- PROBLEM TO WORK ON -
Display every line of the entries below that contains the word "glove", matching case exactly.

- MATERIAL PROVIDED -
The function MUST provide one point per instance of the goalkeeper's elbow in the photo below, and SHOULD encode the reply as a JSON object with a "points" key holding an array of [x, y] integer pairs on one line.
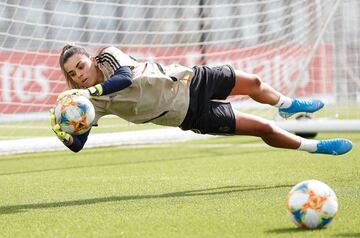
{"points": [[75, 147]]}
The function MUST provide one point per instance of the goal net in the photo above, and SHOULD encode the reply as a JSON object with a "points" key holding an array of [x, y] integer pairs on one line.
{"points": [[303, 48]]}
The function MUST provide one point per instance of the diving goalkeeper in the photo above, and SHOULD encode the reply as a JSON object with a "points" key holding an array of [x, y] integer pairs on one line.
{"points": [[174, 95]]}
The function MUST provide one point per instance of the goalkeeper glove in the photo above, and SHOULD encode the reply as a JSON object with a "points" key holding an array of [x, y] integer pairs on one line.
{"points": [[93, 91], [62, 135]]}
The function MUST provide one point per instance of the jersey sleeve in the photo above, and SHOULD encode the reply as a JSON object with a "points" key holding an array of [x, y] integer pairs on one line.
{"points": [[120, 80], [110, 59]]}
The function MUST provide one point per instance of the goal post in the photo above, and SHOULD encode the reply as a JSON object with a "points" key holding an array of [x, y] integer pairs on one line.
{"points": [[302, 48]]}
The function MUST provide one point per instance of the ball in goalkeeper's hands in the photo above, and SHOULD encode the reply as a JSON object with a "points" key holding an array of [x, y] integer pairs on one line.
{"points": [[75, 114]]}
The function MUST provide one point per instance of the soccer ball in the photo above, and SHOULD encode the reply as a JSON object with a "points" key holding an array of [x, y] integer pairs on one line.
{"points": [[312, 204], [75, 114]]}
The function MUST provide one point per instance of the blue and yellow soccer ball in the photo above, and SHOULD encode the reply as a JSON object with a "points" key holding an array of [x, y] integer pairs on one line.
{"points": [[312, 204], [75, 114]]}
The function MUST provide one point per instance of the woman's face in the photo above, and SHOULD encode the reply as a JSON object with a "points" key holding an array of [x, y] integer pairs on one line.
{"points": [[83, 70]]}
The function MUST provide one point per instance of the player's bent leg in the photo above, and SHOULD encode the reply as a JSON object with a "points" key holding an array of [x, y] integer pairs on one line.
{"points": [[275, 136], [253, 86], [297, 105], [270, 133]]}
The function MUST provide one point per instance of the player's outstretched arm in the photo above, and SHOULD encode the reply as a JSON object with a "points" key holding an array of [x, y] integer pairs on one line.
{"points": [[120, 80]]}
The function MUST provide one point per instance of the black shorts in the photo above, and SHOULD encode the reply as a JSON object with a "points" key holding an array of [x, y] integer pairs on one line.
{"points": [[207, 115]]}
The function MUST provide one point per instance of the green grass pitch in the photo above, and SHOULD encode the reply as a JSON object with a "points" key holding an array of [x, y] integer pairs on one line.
{"points": [[222, 187]]}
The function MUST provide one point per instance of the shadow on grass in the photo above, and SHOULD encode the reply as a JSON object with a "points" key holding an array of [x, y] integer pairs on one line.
{"points": [[192, 157], [84, 202], [349, 234], [294, 229]]}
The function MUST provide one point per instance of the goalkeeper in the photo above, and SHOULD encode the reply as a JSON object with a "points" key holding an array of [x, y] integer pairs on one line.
{"points": [[174, 95]]}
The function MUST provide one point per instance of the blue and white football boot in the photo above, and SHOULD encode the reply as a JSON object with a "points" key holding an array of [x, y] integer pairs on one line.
{"points": [[297, 105], [334, 146]]}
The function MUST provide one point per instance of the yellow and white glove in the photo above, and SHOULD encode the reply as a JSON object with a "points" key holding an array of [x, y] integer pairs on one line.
{"points": [[62, 135], [93, 91]]}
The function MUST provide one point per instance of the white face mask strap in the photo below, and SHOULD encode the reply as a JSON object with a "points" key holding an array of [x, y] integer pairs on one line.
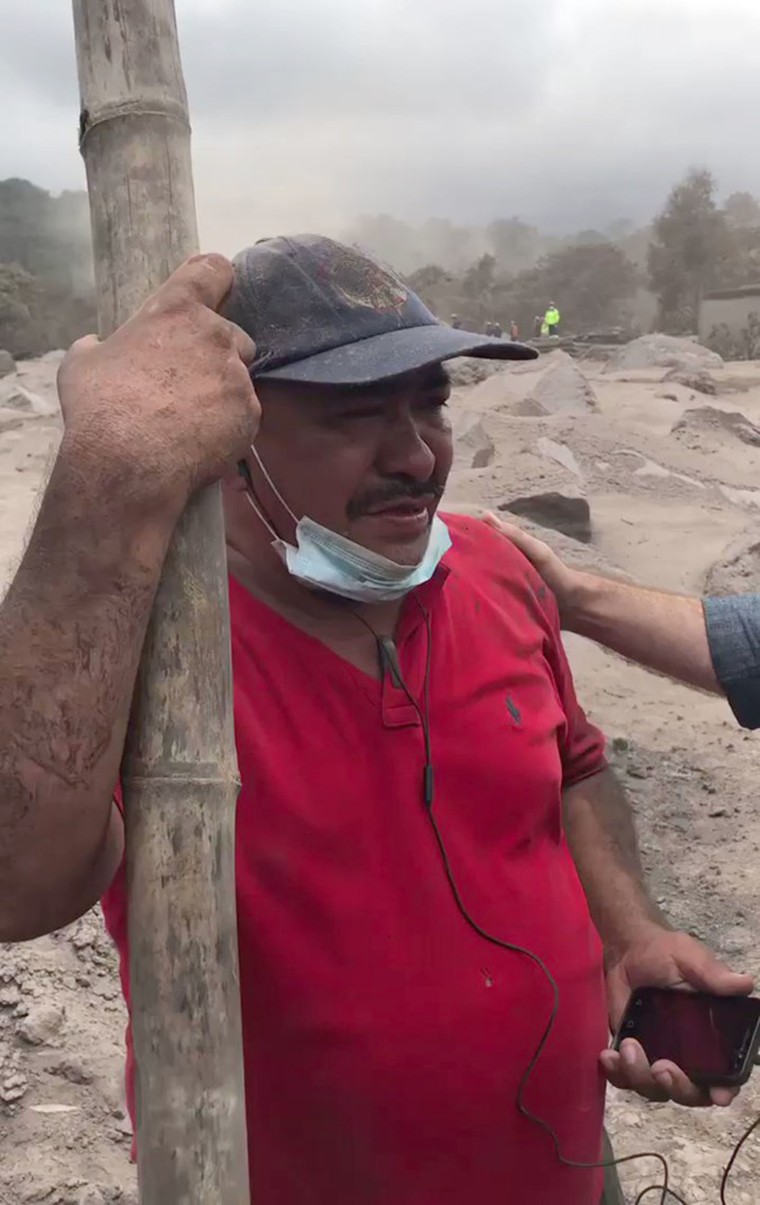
{"points": [[261, 517], [271, 485]]}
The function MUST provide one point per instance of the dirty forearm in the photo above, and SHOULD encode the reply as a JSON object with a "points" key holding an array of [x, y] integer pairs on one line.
{"points": [[601, 835], [71, 630], [664, 632]]}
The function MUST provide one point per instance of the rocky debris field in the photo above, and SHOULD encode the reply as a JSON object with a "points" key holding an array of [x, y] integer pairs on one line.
{"points": [[644, 465]]}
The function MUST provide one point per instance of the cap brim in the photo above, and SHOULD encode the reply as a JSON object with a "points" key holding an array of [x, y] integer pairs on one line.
{"points": [[393, 354]]}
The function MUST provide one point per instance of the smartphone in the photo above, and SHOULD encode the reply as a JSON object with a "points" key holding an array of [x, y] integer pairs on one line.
{"points": [[714, 1039]]}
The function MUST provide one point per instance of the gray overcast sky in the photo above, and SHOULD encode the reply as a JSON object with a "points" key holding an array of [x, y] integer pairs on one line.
{"points": [[565, 112]]}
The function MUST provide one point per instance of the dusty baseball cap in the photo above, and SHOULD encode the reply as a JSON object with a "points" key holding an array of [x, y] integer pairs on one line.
{"points": [[325, 313]]}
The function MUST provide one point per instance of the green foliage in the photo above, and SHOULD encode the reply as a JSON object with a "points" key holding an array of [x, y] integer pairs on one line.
{"points": [[689, 252], [589, 283]]}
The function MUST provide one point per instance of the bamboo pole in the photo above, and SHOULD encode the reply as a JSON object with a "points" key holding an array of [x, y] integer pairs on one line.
{"points": [[180, 775]]}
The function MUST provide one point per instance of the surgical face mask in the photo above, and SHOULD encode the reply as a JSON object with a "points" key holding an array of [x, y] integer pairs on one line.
{"points": [[325, 560]]}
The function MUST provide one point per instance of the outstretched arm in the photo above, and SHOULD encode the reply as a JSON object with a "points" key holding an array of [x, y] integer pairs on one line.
{"points": [[666, 633]]}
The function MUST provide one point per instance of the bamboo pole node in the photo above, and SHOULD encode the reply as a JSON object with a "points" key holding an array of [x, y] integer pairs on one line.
{"points": [[119, 110]]}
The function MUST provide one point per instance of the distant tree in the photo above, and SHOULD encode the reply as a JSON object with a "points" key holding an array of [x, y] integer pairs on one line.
{"points": [[742, 210], [689, 251], [588, 282]]}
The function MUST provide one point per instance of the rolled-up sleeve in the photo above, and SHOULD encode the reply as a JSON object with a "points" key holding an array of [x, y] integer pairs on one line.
{"points": [[734, 634]]}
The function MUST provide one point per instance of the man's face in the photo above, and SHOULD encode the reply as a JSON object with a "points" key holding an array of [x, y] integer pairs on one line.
{"points": [[370, 463]]}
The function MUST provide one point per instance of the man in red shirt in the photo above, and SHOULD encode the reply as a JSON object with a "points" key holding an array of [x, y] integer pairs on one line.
{"points": [[435, 866]]}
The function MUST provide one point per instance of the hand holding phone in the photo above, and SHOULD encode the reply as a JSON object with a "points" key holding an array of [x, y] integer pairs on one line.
{"points": [[713, 1039]]}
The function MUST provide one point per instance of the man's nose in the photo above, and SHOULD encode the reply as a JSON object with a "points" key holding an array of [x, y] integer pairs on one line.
{"points": [[404, 452]]}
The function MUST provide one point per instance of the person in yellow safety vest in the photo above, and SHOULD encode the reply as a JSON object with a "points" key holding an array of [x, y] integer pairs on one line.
{"points": [[552, 318]]}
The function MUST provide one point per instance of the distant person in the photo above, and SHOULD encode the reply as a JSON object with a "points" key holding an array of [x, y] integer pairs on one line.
{"points": [[552, 318], [371, 636]]}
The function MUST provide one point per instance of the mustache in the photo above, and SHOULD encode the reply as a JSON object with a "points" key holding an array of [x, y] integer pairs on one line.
{"points": [[394, 492]]}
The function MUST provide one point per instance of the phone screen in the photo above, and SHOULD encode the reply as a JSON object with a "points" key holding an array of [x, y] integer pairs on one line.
{"points": [[707, 1036]]}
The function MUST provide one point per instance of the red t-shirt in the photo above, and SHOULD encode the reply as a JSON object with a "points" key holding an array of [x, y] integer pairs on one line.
{"points": [[384, 1040]]}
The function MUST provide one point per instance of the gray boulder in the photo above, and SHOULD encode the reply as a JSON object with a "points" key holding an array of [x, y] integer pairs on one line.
{"points": [[569, 515]]}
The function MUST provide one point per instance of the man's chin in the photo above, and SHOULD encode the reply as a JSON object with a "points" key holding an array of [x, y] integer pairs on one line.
{"points": [[399, 540]]}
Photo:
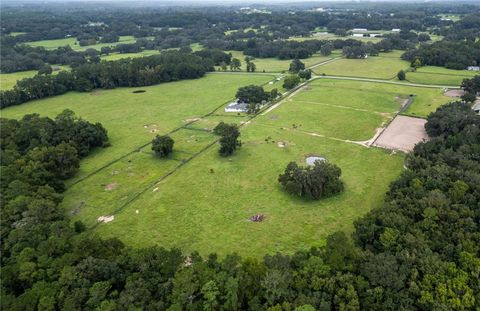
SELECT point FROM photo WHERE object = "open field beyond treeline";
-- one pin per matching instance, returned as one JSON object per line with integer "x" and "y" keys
{"x": 197, "y": 200}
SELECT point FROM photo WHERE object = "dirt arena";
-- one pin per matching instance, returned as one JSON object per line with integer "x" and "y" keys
{"x": 403, "y": 133}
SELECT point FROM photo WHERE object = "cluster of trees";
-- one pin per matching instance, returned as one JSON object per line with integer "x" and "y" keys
{"x": 21, "y": 58}
{"x": 471, "y": 88}
{"x": 293, "y": 80}
{"x": 255, "y": 96}
{"x": 229, "y": 138}
{"x": 168, "y": 66}
{"x": 419, "y": 251}
{"x": 212, "y": 28}
{"x": 312, "y": 182}
{"x": 162, "y": 145}
{"x": 449, "y": 54}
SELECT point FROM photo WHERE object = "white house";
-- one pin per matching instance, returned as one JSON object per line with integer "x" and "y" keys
{"x": 236, "y": 107}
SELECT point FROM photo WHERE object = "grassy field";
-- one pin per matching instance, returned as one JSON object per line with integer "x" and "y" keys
{"x": 379, "y": 97}
{"x": 277, "y": 65}
{"x": 219, "y": 194}
{"x": 161, "y": 109}
{"x": 53, "y": 44}
{"x": 18, "y": 33}
{"x": 439, "y": 75}
{"x": 197, "y": 200}
{"x": 116, "y": 56}
{"x": 384, "y": 66}
{"x": 331, "y": 36}
{"x": 212, "y": 214}
{"x": 8, "y": 80}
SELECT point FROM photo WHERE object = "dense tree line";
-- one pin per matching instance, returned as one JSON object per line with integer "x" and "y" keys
{"x": 258, "y": 35}
{"x": 168, "y": 66}
{"x": 449, "y": 54}
{"x": 21, "y": 58}
{"x": 419, "y": 251}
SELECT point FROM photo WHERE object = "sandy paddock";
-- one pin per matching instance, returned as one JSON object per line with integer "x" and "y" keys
{"x": 454, "y": 93}
{"x": 403, "y": 133}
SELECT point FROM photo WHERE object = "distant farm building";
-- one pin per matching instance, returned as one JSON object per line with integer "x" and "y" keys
{"x": 237, "y": 106}
{"x": 311, "y": 160}
{"x": 476, "y": 107}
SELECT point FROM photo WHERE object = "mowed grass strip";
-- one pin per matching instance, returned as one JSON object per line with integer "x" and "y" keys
{"x": 372, "y": 67}
{"x": 133, "y": 119}
{"x": 205, "y": 206}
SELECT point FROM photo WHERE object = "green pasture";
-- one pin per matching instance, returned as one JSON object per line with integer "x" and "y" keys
{"x": 277, "y": 65}
{"x": 133, "y": 119}
{"x": 196, "y": 200}
{"x": 53, "y": 44}
{"x": 331, "y": 36}
{"x": 117, "y": 56}
{"x": 205, "y": 205}
{"x": 375, "y": 96}
{"x": 16, "y": 33}
{"x": 384, "y": 66}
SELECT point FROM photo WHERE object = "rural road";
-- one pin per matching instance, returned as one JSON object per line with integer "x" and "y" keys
{"x": 385, "y": 81}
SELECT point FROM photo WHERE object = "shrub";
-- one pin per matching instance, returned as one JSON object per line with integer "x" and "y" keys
{"x": 162, "y": 145}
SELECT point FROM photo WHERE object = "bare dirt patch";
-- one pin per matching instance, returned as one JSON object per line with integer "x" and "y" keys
{"x": 257, "y": 218}
{"x": 106, "y": 218}
{"x": 454, "y": 93}
{"x": 191, "y": 120}
{"x": 403, "y": 133}
{"x": 110, "y": 187}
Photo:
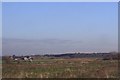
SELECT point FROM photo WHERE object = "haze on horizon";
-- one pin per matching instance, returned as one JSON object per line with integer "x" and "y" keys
{"x": 41, "y": 28}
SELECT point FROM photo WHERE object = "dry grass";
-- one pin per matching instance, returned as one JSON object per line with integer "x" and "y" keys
{"x": 61, "y": 68}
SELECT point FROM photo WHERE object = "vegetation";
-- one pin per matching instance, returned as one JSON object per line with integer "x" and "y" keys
{"x": 60, "y": 68}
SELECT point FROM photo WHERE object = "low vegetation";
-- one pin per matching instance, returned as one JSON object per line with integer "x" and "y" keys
{"x": 60, "y": 68}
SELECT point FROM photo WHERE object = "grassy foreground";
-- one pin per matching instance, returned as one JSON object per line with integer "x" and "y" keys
{"x": 61, "y": 68}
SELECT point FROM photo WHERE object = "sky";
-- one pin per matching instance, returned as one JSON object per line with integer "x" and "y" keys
{"x": 51, "y": 27}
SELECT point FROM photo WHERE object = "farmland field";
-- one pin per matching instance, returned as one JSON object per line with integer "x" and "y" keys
{"x": 61, "y": 68}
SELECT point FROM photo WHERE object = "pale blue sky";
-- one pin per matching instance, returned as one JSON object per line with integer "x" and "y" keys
{"x": 90, "y": 25}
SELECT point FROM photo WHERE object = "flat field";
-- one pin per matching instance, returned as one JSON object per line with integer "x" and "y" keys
{"x": 61, "y": 68}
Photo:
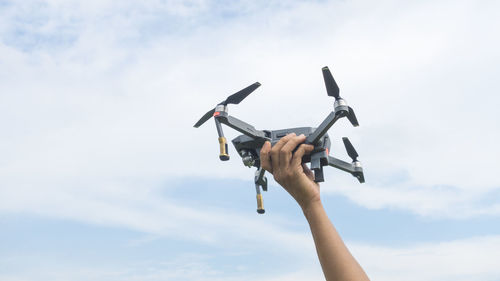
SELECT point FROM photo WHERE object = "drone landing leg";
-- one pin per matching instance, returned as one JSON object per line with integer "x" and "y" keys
{"x": 317, "y": 167}
{"x": 260, "y": 180}
{"x": 354, "y": 168}
{"x": 224, "y": 156}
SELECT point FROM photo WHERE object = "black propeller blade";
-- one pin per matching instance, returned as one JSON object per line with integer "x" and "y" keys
{"x": 205, "y": 117}
{"x": 235, "y": 98}
{"x": 352, "y": 117}
{"x": 241, "y": 95}
{"x": 350, "y": 149}
{"x": 331, "y": 86}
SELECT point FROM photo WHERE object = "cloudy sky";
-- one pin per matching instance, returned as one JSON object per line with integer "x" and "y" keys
{"x": 103, "y": 176}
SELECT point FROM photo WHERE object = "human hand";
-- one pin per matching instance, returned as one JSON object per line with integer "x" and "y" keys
{"x": 287, "y": 168}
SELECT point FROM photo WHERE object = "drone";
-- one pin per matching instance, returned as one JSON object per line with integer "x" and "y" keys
{"x": 248, "y": 144}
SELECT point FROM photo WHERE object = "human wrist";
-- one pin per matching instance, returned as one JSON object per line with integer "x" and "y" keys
{"x": 309, "y": 207}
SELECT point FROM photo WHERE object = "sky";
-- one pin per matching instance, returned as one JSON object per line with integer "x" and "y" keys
{"x": 103, "y": 176}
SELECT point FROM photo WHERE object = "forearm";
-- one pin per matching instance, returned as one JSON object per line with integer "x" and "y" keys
{"x": 336, "y": 260}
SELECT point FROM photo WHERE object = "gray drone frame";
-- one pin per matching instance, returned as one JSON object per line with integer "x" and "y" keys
{"x": 249, "y": 144}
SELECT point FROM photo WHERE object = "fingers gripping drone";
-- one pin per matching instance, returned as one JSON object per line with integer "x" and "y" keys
{"x": 249, "y": 144}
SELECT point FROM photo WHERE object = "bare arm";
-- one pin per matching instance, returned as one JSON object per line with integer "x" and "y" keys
{"x": 336, "y": 260}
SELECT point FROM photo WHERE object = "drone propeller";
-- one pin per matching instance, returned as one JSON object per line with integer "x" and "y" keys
{"x": 350, "y": 149}
{"x": 331, "y": 86}
{"x": 235, "y": 98}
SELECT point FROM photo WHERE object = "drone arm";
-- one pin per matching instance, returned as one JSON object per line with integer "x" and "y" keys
{"x": 353, "y": 168}
{"x": 323, "y": 128}
{"x": 240, "y": 126}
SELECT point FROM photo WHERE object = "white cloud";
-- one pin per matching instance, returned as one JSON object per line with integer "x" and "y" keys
{"x": 115, "y": 106}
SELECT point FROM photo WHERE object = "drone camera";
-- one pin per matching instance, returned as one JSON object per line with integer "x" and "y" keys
{"x": 247, "y": 158}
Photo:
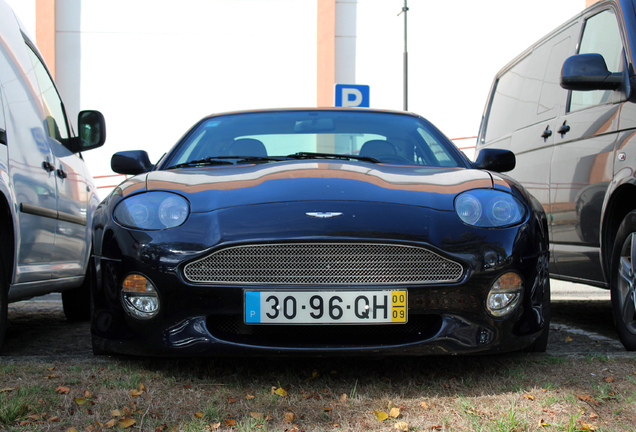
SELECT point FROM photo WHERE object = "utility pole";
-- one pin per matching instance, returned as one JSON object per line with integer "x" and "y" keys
{"x": 404, "y": 11}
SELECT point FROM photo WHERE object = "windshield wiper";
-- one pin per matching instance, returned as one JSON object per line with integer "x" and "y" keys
{"x": 219, "y": 160}
{"x": 210, "y": 161}
{"x": 311, "y": 155}
{"x": 250, "y": 159}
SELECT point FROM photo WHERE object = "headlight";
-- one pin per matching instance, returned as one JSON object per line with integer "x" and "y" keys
{"x": 152, "y": 211}
{"x": 504, "y": 295}
{"x": 139, "y": 296}
{"x": 489, "y": 208}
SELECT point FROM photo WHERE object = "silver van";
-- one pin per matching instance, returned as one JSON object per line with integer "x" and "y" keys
{"x": 567, "y": 108}
{"x": 47, "y": 195}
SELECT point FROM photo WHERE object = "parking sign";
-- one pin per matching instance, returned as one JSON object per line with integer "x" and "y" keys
{"x": 352, "y": 95}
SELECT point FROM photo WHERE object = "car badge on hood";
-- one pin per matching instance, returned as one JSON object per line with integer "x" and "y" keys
{"x": 323, "y": 215}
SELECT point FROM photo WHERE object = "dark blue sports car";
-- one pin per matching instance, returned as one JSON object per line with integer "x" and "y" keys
{"x": 322, "y": 232}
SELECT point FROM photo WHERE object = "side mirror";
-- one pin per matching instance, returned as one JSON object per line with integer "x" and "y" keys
{"x": 131, "y": 162}
{"x": 496, "y": 160}
{"x": 92, "y": 131}
{"x": 589, "y": 72}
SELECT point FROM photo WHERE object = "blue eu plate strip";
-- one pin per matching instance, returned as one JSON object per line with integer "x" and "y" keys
{"x": 252, "y": 307}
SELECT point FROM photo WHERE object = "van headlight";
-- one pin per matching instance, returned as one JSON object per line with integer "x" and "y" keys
{"x": 489, "y": 208}
{"x": 152, "y": 211}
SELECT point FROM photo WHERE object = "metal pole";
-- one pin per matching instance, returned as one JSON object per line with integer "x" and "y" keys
{"x": 405, "y": 10}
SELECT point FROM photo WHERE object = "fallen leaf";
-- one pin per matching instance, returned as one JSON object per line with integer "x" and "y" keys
{"x": 395, "y": 412}
{"x": 126, "y": 422}
{"x": 381, "y": 415}
{"x": 315, "y": 374}
{"x": 280, "y": 391}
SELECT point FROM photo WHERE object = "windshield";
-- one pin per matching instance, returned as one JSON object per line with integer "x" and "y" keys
{"x": 281, "y": 135}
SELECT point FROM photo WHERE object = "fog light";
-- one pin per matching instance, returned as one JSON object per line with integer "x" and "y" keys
{"x": 504, "y": 295}
{"x": 139, "y": 296}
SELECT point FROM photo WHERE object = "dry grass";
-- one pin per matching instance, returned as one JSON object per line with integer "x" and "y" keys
{"x": 503, "y": 393}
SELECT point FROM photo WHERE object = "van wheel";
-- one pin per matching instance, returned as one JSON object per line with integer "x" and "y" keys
{"x": 623, "y": 282}
{"x": 4, "y": 305}
{"x": 77, "y": 302}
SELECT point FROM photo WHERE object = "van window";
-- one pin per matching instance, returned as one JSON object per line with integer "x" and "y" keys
{"x": 507, "y": 101}
{"x": 55, "y": 117}
{"x": 528, "y": 93}
{"x": 601, "y": 36}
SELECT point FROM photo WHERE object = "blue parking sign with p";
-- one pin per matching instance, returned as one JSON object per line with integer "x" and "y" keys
{"x": 352, "y": 95}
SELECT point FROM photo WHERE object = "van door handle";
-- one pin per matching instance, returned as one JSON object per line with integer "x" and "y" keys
{"x": 546, "y": 133}
{"x": 564, "y": 128}
{"x": 48, "y": 166}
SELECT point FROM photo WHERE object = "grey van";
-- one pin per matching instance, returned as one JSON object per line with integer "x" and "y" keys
{"x": 47, "y": 196}
{"x": 567, "y": 108}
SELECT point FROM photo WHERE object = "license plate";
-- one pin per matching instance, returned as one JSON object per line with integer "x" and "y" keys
{"x": 326, "y": 307}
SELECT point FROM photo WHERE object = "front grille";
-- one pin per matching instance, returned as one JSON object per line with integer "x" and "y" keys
{"x": 323, "y": 264}
{"x": 232, "y": 329}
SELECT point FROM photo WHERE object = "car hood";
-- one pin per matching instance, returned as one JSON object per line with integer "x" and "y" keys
{"x": 293, "y": 181}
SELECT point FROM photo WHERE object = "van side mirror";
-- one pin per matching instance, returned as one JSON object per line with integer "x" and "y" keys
{"x": 589, "y": 72}
{"x": 496, "y": 160}
{"x": 91, "y": 131}
{"x": 131, "y": 162}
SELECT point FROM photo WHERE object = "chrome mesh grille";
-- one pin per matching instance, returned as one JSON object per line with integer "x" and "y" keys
{"x": 323, "y": 264}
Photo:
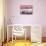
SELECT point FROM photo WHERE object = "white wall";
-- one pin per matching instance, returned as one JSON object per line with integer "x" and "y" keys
{"x": 38, "y": 16}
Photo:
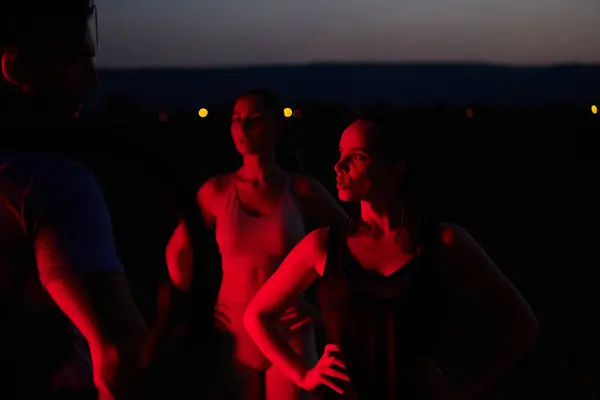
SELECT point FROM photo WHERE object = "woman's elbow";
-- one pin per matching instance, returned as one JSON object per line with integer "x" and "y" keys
{"x": 180, "y": 267}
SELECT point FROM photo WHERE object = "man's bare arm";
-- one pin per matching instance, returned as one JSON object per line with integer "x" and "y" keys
{"x": 70, "y": 227}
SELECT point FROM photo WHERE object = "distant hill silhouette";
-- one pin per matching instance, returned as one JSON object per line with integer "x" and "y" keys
{"x": 356, "y": 84}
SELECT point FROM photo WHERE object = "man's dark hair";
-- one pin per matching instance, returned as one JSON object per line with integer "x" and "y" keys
{"x": 33, "y": 24}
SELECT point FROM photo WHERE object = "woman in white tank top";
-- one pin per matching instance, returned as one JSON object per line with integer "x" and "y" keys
{"x": 259, "y": 213}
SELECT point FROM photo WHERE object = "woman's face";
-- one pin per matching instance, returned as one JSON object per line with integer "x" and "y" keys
{"x": 362, "y": 173}
{"x": 254, "y": 128}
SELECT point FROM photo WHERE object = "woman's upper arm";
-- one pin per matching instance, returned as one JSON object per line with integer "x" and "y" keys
{"x": 206, "y": 198}
{"x": 179, "y": 253}
{"x": 298, "y": 271}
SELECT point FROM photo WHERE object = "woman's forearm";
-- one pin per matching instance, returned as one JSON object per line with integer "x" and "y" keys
{"x": 263, "y": 331}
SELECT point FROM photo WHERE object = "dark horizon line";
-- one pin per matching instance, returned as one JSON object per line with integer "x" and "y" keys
{"x": 412, "y": 64}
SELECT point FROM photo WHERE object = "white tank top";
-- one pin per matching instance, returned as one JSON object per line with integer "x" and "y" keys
{"x": 253, "y": 247}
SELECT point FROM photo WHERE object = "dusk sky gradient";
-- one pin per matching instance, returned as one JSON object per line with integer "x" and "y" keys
{"x": 188, "y": 33}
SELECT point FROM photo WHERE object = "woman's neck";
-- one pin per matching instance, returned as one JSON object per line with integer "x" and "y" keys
{"x": 260, "y": 168}
{"x": 383, "y": 214}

- ANSWER TO THE EXERCISE -
The function MUST provide one point per instance of the goalkeeper glove in the photo above, and SHOULD encode the reply as a JSON object with a "points" key holding an array of [x, y] integer pairs on one line.
The function MUST provide one point per instance of the yellow and white glove in the photo above, and SHOULD encode the reply as a JSON object with a "points" key holding an array of [x, y] integer pairs on one line.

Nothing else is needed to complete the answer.